The request: Turn every line below into a JSON array of strings, one string per line, and skip any blank lines.

Spatial annotation records
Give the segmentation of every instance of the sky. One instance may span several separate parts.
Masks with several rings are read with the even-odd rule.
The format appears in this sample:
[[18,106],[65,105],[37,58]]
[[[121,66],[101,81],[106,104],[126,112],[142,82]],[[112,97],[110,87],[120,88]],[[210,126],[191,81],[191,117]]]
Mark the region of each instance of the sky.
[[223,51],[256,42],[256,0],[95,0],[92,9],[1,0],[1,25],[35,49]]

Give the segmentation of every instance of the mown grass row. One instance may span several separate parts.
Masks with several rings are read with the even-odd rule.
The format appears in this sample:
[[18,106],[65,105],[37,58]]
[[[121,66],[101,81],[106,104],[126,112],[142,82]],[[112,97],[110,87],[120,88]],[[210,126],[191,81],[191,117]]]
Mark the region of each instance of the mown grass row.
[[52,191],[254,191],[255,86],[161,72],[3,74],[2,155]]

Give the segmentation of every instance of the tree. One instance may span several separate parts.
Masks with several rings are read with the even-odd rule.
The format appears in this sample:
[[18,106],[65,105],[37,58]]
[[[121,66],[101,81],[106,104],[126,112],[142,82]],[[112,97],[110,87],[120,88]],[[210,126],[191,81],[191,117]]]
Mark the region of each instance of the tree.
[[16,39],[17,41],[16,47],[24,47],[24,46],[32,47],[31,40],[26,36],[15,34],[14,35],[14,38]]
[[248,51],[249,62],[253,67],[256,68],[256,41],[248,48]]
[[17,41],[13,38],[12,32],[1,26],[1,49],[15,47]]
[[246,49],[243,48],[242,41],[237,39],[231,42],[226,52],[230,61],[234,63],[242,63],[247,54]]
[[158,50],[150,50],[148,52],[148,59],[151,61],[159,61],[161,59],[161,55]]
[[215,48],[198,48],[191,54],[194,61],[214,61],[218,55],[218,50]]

Solution to the problem:
[
  "Give the segmentation of every instance of the sky. One instance may span several separate parts.",
  "Masks with several rings are read with the even-odd rule.",
  "The format appears in this sample:",
  "[[18,106],[65,105],[37,58]]",
  "[[[121,66],[101,81],[106,104],[126,112],[142,82]],[[112,97],[110,87],[120,88]],[[210,126],[191,81],[191,117]]]",
  "Mark the region of each instance of the sky.",
  "[[223,51],[256,42],[256,0],[95,0],[92,9],[1,0],[1,25],[35,49]]",
  "Give the segmentation of every instance of the mown grass row. One instance may span several separate parts.",
  "Masks with several rings are read with the even-odd rule.",
  "The format appears in this sample:",
  "[[18,106],[65,105],[37,58]]",
  "[[[121,66],[101,81],[106,104],[126,112],[142,82]],[[112,97],[110,87],[120,88]],[[210,126],[191,81],[191,117]]]",
  "Mark the region of each instance of the mown grass row.",
  "[[52,191],[254,191],[255,86],[161,72],[3,74],[2,155]]",
  "Give the segmentation of every instance of the tree. One instance may span several separate parts.",
  "Masks with several rings are read with the even-odd rule.",
  "The format appears in this sample:",
  "[[18,106],[65,105],[37,58]]",
  "[[[121,66],[101,81],[106,104],[126,112],[142,82]],[[112,97],[110,87],[120,88]],[[210,126],[191,81],[191,117]]]",
  "Mark the region of each instance of the tree.",
  "[[16,39],[17,41],[16,47],[24,47],[24,46],[32,47],[31,40],[26,36],[15,34],[14,35],[14,38]]",
  "[[248,51],[249,62],[253,67],[256,68],[256,41],[248,48]]",
  "[[17,41],[13,38],[12,32],[1,26],[1,49],[15,47]]",
  "[[246,49],[243,48],[242,41],[237,39],[231,42],[226,52],[230,61],[234,63],[242,63],[247,54]]",
  "[[158,50],[150,50],[148,52],[148,59],[151,61],[159,61],[161,59],[161,55]]",
  "[[215,48],[198,48],[191,54],[194,61],[214,61],[218,55],[218,50]]"
]